** EXERCISE GOAL **
Copy the data from the line that contains "Target: closed patio umbrella" to its last line, exactly, including both of those lines and leaving out everything before.

** ITEMS **

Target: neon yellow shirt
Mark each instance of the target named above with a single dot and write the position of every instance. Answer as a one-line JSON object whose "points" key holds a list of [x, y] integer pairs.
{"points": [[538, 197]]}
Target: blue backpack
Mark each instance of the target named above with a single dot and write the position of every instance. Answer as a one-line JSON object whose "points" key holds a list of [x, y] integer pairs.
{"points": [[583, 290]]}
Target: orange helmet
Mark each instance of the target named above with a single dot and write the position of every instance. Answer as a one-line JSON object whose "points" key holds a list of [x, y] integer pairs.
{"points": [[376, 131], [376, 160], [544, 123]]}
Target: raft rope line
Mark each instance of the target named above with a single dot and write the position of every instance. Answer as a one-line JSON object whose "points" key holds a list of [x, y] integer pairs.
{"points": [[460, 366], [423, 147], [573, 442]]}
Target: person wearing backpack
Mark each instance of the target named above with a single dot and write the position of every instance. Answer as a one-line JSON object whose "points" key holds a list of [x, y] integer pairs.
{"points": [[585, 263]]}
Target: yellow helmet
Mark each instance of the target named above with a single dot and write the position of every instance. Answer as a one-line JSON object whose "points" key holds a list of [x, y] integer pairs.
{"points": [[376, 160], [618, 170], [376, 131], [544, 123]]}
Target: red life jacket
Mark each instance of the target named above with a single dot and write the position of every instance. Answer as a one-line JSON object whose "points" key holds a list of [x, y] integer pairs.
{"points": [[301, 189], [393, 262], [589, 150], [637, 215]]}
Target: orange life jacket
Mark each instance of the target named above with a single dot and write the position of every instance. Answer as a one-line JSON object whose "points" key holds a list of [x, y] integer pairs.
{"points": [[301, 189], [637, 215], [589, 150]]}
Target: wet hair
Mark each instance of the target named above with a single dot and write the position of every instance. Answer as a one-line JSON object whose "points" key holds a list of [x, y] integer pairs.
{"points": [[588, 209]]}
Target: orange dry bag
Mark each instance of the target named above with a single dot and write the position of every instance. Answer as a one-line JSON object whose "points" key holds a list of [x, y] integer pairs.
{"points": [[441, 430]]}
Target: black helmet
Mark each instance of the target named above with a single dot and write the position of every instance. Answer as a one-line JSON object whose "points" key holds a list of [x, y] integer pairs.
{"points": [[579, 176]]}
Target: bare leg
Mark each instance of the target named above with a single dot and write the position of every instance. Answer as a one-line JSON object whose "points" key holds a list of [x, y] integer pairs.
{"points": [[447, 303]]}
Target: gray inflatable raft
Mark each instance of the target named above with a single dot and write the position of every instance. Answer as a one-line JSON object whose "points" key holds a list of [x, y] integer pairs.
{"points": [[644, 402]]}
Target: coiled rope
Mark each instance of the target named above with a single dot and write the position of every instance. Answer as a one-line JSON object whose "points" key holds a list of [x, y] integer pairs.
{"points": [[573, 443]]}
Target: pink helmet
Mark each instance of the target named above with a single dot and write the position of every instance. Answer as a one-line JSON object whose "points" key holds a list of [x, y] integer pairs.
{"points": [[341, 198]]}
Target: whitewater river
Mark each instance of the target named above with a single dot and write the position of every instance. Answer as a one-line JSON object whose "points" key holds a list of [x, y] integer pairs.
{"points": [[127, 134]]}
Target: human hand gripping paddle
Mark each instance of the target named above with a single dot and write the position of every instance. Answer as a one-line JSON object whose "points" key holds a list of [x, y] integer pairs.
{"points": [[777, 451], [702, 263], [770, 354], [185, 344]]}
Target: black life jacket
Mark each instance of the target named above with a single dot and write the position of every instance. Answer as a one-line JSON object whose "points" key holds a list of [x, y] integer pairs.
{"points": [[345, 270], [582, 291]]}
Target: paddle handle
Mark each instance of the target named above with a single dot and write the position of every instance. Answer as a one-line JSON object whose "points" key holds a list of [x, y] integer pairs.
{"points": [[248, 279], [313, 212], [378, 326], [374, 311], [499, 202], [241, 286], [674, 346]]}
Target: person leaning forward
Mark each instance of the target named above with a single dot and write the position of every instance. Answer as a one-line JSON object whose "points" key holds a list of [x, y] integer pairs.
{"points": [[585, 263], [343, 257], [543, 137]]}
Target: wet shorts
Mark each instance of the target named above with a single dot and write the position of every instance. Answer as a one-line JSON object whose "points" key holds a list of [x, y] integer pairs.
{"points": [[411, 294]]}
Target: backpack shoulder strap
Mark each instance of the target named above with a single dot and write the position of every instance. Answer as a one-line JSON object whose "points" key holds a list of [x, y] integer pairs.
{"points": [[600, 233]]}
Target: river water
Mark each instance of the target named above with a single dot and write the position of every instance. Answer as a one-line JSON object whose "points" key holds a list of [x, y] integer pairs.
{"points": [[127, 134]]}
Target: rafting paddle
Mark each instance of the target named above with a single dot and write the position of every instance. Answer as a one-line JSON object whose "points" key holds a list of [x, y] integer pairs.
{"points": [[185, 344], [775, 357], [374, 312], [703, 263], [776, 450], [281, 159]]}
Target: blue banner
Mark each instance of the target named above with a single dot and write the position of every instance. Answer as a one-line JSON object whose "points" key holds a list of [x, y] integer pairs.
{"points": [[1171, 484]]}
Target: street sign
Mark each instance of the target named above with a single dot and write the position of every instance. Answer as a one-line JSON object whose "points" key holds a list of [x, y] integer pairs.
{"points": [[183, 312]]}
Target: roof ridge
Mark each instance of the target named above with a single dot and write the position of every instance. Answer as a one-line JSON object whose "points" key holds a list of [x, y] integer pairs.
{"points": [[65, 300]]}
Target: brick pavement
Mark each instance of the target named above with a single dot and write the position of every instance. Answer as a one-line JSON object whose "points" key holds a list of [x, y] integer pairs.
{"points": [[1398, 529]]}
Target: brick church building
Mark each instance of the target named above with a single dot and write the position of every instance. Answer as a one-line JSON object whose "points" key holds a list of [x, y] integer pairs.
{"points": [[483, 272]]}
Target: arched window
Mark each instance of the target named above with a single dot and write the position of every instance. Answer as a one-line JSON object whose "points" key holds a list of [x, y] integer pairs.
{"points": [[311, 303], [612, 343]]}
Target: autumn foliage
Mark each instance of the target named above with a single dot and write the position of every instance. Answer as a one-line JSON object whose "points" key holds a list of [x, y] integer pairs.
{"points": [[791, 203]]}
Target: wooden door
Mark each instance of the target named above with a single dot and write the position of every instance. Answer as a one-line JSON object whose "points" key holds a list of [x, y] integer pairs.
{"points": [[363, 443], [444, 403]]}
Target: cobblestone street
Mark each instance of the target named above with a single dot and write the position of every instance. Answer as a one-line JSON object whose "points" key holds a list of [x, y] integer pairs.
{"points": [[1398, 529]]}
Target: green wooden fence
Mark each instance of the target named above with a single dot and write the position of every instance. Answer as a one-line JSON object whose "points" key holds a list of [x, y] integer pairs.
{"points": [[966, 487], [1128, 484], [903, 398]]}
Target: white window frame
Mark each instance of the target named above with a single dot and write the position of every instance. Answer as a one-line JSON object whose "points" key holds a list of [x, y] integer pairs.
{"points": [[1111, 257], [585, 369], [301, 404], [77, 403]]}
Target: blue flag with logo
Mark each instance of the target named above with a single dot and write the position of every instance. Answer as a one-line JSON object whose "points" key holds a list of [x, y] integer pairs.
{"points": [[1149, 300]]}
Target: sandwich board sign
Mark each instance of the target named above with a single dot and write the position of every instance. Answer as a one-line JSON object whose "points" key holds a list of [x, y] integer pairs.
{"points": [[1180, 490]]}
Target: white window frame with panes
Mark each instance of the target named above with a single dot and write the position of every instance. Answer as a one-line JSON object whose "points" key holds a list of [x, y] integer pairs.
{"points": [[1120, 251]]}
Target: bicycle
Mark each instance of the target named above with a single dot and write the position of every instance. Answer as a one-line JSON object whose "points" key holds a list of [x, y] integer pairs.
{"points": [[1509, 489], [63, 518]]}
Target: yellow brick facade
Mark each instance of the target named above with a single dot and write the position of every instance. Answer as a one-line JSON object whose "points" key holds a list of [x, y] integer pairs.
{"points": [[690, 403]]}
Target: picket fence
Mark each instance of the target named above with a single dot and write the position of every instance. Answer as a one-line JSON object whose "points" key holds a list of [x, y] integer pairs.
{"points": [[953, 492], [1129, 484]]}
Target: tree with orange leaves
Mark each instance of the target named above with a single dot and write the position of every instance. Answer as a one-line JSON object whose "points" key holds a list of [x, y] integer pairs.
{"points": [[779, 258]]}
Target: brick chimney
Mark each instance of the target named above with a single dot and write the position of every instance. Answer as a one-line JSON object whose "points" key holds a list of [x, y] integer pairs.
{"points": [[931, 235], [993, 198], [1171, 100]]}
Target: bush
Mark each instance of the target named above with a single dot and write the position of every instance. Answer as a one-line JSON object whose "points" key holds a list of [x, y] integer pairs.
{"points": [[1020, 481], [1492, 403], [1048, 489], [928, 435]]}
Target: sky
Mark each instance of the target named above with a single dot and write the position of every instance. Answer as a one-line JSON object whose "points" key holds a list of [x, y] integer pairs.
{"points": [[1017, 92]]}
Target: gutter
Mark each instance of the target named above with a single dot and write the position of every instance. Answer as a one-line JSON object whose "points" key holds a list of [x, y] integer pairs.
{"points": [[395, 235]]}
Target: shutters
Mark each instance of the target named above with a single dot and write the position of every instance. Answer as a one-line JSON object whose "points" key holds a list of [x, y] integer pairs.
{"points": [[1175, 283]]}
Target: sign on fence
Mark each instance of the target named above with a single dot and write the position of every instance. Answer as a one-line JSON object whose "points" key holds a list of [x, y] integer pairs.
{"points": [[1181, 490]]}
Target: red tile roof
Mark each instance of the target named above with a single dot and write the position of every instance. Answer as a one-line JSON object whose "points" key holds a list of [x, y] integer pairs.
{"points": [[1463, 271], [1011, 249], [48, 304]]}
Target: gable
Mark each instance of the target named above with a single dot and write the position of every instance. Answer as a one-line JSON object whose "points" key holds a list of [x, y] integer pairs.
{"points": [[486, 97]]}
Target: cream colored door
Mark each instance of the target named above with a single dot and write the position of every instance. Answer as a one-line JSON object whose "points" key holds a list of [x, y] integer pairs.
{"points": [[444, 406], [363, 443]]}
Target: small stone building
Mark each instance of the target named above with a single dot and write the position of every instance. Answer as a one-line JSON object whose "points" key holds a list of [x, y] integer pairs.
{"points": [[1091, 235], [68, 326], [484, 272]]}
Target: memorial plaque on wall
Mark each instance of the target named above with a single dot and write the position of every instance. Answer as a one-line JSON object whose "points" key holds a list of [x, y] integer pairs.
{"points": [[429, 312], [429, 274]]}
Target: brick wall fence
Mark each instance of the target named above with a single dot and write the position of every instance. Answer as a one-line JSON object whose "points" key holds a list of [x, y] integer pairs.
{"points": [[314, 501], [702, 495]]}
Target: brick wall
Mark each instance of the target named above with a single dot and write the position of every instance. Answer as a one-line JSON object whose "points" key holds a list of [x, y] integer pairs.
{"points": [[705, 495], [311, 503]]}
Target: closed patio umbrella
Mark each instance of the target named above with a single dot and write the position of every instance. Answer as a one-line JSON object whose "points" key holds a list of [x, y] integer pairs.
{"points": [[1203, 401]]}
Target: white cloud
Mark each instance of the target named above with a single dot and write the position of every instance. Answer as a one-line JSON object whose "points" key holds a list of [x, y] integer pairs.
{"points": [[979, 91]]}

** ANSWER TO THIS PROBLEM **
Target: closed patio umbrella
Mark each instance of the target named above with a single dot and write the position of every instance. Answer as a one-line JSON object whose "points" key holds a list of [x, y] integer pairs.
{"points": [[1203, 401]]}
Target: white cloud
Mark each instance of the target named above with a single dot and write the position of every instance. Answer as a one-line JSON object whose "points" key holds a list of [x, y] integer pairs.
{"points": [[979, 91]]}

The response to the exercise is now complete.